## Problem
Rewrite all the rows below, swapping every "Coordinates:" for "Points:" and leaving the rest untouched.

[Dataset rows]

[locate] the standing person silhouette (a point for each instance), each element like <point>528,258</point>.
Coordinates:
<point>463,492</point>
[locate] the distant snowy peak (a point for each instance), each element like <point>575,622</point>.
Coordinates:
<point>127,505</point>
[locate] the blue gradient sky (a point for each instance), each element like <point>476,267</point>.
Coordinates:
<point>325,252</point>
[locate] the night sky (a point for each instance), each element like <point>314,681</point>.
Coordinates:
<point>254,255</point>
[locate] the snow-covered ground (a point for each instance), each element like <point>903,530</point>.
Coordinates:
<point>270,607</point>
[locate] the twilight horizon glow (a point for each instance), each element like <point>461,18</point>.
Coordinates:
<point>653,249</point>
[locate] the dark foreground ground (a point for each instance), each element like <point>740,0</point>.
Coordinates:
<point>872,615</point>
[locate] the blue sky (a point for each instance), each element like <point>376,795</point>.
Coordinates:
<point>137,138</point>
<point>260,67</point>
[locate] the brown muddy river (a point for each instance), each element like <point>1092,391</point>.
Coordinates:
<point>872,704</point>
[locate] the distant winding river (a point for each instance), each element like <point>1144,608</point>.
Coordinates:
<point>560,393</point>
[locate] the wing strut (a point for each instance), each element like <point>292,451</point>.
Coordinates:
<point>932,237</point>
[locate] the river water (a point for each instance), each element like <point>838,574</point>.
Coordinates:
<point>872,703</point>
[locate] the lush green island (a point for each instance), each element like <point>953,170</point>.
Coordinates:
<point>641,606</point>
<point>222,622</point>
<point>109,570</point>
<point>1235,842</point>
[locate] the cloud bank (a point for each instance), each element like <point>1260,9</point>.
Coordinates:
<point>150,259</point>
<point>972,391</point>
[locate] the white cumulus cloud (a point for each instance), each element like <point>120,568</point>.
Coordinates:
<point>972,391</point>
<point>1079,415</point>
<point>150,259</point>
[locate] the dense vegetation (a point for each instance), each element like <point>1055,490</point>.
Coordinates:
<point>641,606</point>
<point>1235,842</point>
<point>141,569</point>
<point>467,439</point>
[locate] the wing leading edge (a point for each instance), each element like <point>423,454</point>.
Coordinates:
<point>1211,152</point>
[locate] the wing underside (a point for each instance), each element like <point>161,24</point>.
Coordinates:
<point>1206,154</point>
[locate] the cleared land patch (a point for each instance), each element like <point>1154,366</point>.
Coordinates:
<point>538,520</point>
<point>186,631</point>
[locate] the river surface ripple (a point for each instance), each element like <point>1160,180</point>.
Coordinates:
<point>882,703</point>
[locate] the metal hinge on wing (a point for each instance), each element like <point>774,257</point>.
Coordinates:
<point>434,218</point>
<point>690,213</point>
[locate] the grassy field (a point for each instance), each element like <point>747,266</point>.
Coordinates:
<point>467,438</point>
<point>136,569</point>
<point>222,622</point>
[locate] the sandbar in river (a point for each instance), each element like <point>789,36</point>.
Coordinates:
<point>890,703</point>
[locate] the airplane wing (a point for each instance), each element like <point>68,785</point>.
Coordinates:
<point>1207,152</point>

## Expected output
[locate] the standing person silhouette (a point for each instance), each element like <point>528,258</point>.
Points:
<point>463,492</point>
[locate] the distant snowy peak (a point for each instance), each element like <point>575,622</point>.
Points:
<point>127,505</point>
[locate] the blue gradient sky (a point for each instance), each element like <point>476,267</point>.
Points:
<point>325,252</point>
[locate] the night sky (a point for each instance), each element like <point>314,681</point>.
Points:
<point>254,255</point>
[locate] the snow-covered ground (a point for each instance), each element like <point>903,530</point>.
Points:
<point>270,607</point>
[locate] the twilight horizon glow (a point for each instance), each element like <point>461,18</point>.
Points:
<point>653,249</point>
[locate] the dark foreground ground (a point for each instance), each element like <point>740,0</point>.
Points:
<point>872,615</point>
[locate] the blue sky (a point for each instance), each element like <point>376,795</point>.
Points:
<point>137,138</point>
<point>260,67</point>
[locate] the brown muddy river (a point for each instance), each element like <point>1092,391</point>.
Points:
<point>872,704</point>
[locate] the distant winding river (a point for each instance), each element like <point>1144,608</point>.
Points:
<point>560,393</point>
[locate] the wing strut (a point for each instance), each element like <point>292,451</point>.
Points:
<point>932,237</point>
[locate] the river water (a point for each instance), each element like <point>838,574</point>.
Points:
<point>872,703</point>
[locate] the lush green island (a point for each instance), each element like <point>953,170</point>.
Points:
<point>641,606</point>
<point>222,622</point>
<point>109,570</point>
<point>1235,842</point>
[locate] the cloud bank (a point for each instance), each element like <point>1260,9</point>.
Points:
<point>150,259</point>
<point>972,391</point>
[locate] the white cumulus cloud (a point for each instance), each element like <point>120,568</point>.
Points:
<point>972,391</point>
<point>1079,415</point>
<point>150,259</point>
[locate] the dense vegetation (a point for each instance), each element like <point>1055,490</point>.
Points:
<point>641,606</point>
<point>1235,842</point>
<point>141,569</point>
<point>467,439</point>
[locate] the wing leading edge (a point for each instance), each element like <point>423,454</point>.
Points:
<point>1211,152</point>
[locate] the wing underside (a point for each instance), each element like <point>161,24</point>.
Points:
<point>1206,154</point>
[locate] the cleared land patch (a point for each instance), each element like <point>1154,366</point>.
Points:
<point>538,520</point>
<point>186,631</point>
[locate] the river surface ripple (a point for each instance), each element like <point>1160,180</point>.
Points:
<point>882,703</point>
[locate] the metal hinge on wing (a point for each instance), each element like <point>774,257</point>.
Points:
<point>434,218</point>
<point>690,213</point>
[locate] the grassy field (a point for each instance), each element like <point>747,266</point>.
Points:
<point>467,438</point>
<point>136,569</point>
<point>222,622</point>
[locate] the sandbar in river (a point for each instance), each element like <point>789,36</point>.
Points:
<point>890,703</point>
[locate] the airplane wing (a point for each instance), each element like <point>68,785</point>.
Points:
<point>1207,152</point>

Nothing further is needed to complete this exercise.